* PROBLEM DETAILS *
Without the pictures, return all of the material exactly as written.

▶

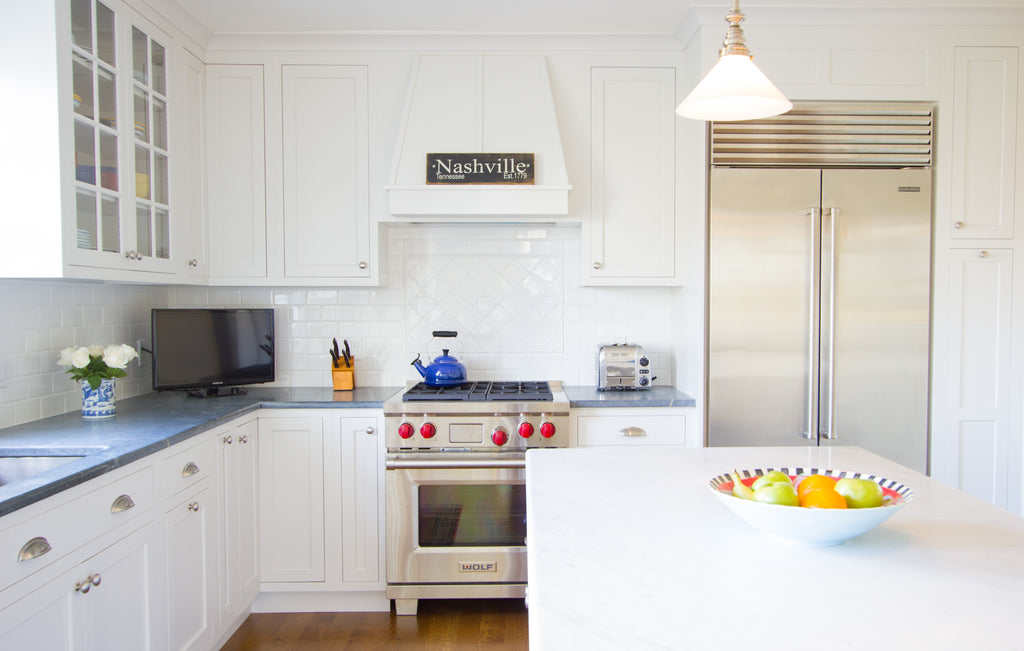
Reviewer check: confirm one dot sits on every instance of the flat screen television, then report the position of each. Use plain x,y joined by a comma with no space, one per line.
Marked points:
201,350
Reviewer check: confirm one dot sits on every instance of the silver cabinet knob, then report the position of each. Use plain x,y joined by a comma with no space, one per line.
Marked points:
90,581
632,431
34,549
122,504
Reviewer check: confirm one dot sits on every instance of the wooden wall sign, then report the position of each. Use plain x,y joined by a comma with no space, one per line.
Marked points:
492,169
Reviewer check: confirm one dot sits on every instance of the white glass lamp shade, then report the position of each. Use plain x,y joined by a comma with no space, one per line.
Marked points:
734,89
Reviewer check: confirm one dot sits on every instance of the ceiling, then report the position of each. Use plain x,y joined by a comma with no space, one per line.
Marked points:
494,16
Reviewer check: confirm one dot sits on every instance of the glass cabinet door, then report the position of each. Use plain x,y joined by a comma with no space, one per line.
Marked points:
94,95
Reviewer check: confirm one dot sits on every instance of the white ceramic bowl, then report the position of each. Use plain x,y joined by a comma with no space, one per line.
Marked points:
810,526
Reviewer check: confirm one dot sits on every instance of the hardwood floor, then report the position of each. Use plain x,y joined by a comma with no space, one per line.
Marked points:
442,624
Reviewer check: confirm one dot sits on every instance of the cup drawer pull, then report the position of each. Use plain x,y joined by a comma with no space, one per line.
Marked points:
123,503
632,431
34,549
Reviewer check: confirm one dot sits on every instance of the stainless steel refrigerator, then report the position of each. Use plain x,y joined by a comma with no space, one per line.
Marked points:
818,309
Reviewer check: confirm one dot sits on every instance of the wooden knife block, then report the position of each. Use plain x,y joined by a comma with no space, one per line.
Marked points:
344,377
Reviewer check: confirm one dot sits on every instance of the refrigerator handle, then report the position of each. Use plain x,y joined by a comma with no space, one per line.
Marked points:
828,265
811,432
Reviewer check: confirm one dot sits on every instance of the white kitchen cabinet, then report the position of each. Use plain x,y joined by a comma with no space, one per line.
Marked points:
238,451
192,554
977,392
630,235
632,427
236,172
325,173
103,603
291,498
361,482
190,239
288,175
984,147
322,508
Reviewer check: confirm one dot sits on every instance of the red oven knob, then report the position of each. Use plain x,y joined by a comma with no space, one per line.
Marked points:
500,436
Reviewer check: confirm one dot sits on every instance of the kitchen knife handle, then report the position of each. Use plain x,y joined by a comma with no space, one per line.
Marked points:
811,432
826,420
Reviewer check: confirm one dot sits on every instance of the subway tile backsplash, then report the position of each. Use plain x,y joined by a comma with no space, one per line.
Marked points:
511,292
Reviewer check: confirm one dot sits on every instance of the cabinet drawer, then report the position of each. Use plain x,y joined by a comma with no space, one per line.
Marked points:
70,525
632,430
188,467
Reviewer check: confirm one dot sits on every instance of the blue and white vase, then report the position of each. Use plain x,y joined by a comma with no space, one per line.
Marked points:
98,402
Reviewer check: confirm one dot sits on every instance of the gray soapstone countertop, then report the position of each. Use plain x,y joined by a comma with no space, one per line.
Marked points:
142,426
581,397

◀

* ANSWER BELOW *
Reviewer check: confirm one dot sits on every instance of the flat screen television, then report the position of each. Use plain x,y joined by a comma with no space, one per line.
Marked points:
201,350
Reviewer check: confirm one dot sits on every instance of the silver cabinet knob, then report the position of each. Use plain x,y joined by a comma with no space, one per line.
Marked points:
90,581
632,431
34,549
122,504
Reviewer check: confirm one dot sits on every instance of the wooden wall sign, then report the position of each. Use plain x,y joined by a comma with no space, one per line.
Marked points:
492,169
Reviewer check: confirm one dot sits on every instance of the white glass lamp shade, then report the position of each. Use plain x,y joined by a comma with no space, one per line.
Marked points:
734,89
Reviewer check: confirm one dot sits on every instance of the ceiling, then report the position of each. Use plain x,y joined by a comma with no space, one per line.
Marked points:
494,16
Reviewer check: confirm one dot sits on every instance of the glass cabinet door, then report the position of each. Use plain x,y joined by a comma with no space, one per line.
Marked points:
94,95
Reviewer check: confirm one dot sits on every instance of the white ceramic bowl, then report the position of each. Use plain x,y joined by a comma with no space, one per line.
Marked points:
810,526
Reviewer check: confirm one dot sits on every instance of the hardwood floor, then report the position of each. Use plain x,y joined by a comma with no space, one per line.
Marked points:
442,624
Reviewer check: confirm one dot sits on every instance of the cup drawer pull, then report the position of each. Use plain x,y joined by a comma with no space, one per line.
Marked points:
123,503
632,431
34,549
Reviewer check: confirm one dot sits on every instance of the stainless steel refrigerator, then report the position of each. Use plain x,y joined by a comma with no space, one per line.
Marked points:
818,309
Reviewer check: confirm one dot sits on every instance of the wooden knife block, then report the position of each. Use plain x,y joined by a comma with no space, one per line.
Marked points:
344,377
Reviewer check: confirm one dot sits on every instance of the refrigerator handle, then report the position of each. Use plain x,y joined by a comma with no space, one per line.
Marked points:
828,265
811,432
Reviewer check: confirm one dot sits on every instance of the white kitchen cabinet, then report the position of each. Use plain x,y joined by a comma with no space, one per line.
Marked points:
238,451
192,554
977,392
630,235
632,427
236,172
325,173
103,603
291,498
361,482
190,239
288,175
984,147
322,508
Reviewer check: confirm one dot sits on every instance of the red oven knob, then report the position of each. Use plain x,y joined by a comma with no space, one per line.
Marked points:
500,436
Reviewer check: confirm one dot sits on every instance of the kitchen knife handle, then report the position of each. Use plain x,y joined by a comma with no space, one per line.
Marked points:
811,432
826,420
Reviewer check: confirm one dot sits on every instance of the subway tile backsplash, then report the position of each. Use plain x,y joined by a comma with no space, one per line.
Marked points:
511,292
Reviewer check: confirm one dot sits on every instance of the cabinet drawer, then report the position of each. Use plain x,y joined by a comma with no space, one per line.
Marked points:
70,525
632,430
188,467
Reviewer check: confirm one dot sits on every instance of the blue and white vase, then report the position of each. Use plain x,y joined by a comma with no space, one per line.
Marked points:
98,402
Reviewer check: confirm one dot sits on every instance of the gray soapstone countertop, then report the position of each. Use plain x,y joined by a comma with no space, one per line.
Marked points:
142,426
581,397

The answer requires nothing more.